38      Cumpre começar por recordar que, segundo jurisprudência constante, a fundamentação exigida pelo artigo 296.o TFUE deve ser adaptada à natureza do ato em causa e revelar de forma clara e inequívoca o raciocínio da instituição, autora do ato, de modo a permitir aos interessados conhecerem as justificações da medida adotada e à jurisdição competente exercer a sua fiscalização. A exigência de fundamentação deve ser apreciada em função das circunstâncias do caso concreto, designadamente do conteúdo do ato, da natureza dos fundamentos invocados e do interesse que os destinatários ou outras pessoas direta e individualmente afetadas pelo ato podem ter em obter explicações. Não se exige que a fundamentação especifique todos os elementos de facto e de direito pertinentes, na medida em que a questão de saber se a fundamentação de um ato satisfaz as exigências do referido artigo 296.o deve ser apreciada tendo em conta não só o seu teor mas também o seu contexto e o conjunto das regras jurídicas que regulam a matéria em causa em causa (v. Acórdão de 8 de setembro de 2011, Comissão/Países Baixos, C‑279/08 P, EU:C:2011:551, n.o 125 e jurisprudência referida).
----
Problema proposto: Segundo o trecho selecionado, em função de que deve ser apreciada a exigência de fundamentação?
----
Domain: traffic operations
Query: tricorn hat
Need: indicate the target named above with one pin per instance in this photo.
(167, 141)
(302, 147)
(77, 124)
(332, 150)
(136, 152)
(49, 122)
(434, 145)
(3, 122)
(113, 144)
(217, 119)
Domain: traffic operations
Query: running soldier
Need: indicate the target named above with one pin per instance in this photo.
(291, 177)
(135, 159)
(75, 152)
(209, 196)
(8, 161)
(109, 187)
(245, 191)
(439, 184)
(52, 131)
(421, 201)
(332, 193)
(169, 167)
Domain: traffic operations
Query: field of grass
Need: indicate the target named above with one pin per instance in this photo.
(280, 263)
----
Resultado: Em função das circunstâncias do caso concreto, designadamente do conteúdo do ato, da natureza dos fundamentos invocados e do interesse que os destinatários ou outras pessoas direta e individualmente afetadas pelo ato podem ter em obter explicações.